● Complete the following
1. Retype the stretch from "Creating confident students" through "the first lesson." in the piece on creating confident students.
2. In the piece on creating confident students, list every kind of familiar play the teacher brings to young children.
3. Decide whether each statement agrees with the piece on creating confident students. Answer yes or no, and quote the words that decide it.
(a) The teacher lets overwhelmed children roam freely.
(b) Trust is fully formed by the end of the first lesson.
(c) Young children tend to arrive without much imagination.
START Selected passage
Creating confident students
Jan 12, 2024We musicians have long known the relationship between mental-emotional well-being and our music-making. If we want to improve our playing, we must address the body, the mind and the balance between them. It is true of our students, as well. Their progress in music directly reflects their relationship with self and the world. Although much of their lives are unknown to us, teachers can intentionally nurture students’ sense of safety, security and overall well-being within their musical growth that nourishes the whole child. Their music becomes a resource—something that provides solace, release, or restoration in times of need. This begins in the first lesson.
There are tiers of growth within my studio. Young children arrive with curiosity and often a vivid imagination—ripe for learning, but struggle expressing their feelings, thoughts and ideas. These little ones require safety and security within their environment, to be seen and heard and valued as they are. As the teacher I provide this through consistency, emotional steadiness, and an open mind. If children are overwhelmed, I allow them to roam freely (or not—-some need clear boundaries set for them to feel safe) and orient themselves in their new space. I come to them with play that is familiar to them, blocks, drawing, molding clay, or puzzles, which become the foundation for a connective relationship. Weaving musical concepts within this context integrates movement, gesture, song, story, and rhythmic chant into their experience and offers an entree to the instrument. Trust begins to form as more and more of these connective interactions build over time.
END Selected passage
START Source information
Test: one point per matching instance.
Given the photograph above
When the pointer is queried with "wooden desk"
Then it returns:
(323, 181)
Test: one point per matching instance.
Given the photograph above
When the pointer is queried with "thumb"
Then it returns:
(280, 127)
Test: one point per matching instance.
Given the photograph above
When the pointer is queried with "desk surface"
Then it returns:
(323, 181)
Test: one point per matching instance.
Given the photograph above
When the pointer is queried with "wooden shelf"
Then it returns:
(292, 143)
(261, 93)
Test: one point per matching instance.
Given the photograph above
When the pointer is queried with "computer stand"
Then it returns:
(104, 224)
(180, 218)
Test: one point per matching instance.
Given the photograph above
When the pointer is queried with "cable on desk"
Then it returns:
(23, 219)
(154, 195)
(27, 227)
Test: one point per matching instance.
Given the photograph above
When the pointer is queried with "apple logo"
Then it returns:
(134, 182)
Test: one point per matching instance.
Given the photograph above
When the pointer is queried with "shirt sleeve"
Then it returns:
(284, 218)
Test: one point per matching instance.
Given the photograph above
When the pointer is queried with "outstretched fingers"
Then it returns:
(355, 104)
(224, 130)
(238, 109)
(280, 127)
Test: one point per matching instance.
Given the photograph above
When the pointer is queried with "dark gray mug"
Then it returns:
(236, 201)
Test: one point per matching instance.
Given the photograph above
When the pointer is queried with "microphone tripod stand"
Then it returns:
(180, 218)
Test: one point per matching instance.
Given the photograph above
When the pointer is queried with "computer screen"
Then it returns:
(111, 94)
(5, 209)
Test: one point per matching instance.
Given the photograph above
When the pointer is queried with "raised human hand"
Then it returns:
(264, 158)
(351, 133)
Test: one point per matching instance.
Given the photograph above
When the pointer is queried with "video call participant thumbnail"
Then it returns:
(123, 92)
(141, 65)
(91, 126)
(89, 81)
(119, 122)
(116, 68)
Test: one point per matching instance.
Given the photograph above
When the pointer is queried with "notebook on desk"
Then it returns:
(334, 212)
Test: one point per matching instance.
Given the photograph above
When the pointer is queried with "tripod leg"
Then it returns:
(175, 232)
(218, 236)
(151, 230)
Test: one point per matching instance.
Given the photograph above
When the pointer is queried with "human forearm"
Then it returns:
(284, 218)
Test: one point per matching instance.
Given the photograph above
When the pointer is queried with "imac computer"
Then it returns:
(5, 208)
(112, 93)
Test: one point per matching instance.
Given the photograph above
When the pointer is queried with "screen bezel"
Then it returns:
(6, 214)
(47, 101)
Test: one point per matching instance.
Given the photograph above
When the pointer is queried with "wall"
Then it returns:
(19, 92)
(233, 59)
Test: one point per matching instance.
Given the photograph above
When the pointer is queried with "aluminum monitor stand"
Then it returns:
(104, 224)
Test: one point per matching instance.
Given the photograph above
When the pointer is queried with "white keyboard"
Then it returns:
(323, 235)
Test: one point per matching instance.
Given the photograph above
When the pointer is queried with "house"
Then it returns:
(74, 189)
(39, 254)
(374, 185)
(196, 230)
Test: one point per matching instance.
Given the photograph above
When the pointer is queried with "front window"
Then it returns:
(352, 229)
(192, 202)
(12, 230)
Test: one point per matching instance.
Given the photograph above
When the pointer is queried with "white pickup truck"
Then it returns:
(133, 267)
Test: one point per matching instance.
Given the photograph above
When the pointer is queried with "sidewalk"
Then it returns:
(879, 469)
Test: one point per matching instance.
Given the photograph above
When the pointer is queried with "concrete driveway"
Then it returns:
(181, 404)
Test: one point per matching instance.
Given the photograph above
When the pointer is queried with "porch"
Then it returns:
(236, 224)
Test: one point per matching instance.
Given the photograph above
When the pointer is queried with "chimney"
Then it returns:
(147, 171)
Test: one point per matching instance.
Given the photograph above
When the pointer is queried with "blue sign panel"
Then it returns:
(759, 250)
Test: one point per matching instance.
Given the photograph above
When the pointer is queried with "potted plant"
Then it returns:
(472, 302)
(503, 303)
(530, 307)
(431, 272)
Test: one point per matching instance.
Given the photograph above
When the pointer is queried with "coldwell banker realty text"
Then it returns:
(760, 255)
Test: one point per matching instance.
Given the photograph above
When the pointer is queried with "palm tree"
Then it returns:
END Source information
● Your written answers
1.
Creating confident students
Jan 12, 2024We musicians have long known the relationship between mental-emotional well-being and our music-making. If we want to improve our playing, we must address the body, the mind and the balance between them. It is true of our students, as well. Their progress in music directly reflects their relationship with self and the world. Although much of their lives are unknown to us, teachers can intentionally nurture students’ sense of safety, security and overall well-being within their musical growth that nourishes the whole child. Their music becomes a resource—something that provides solace, release, or restoration in times of need. This begins in the first lesson.

2.
- Blocks
- Drawing
- Molding clay
- Puzzles

3.
(a) Yes: "If children are overwhelmed, I allow them to roam freely"
(b) No: "Trust begins to form as more and more of these connective interactions build over time."
(c) No: "Young children arrive with curiosity and often a vivid imagination"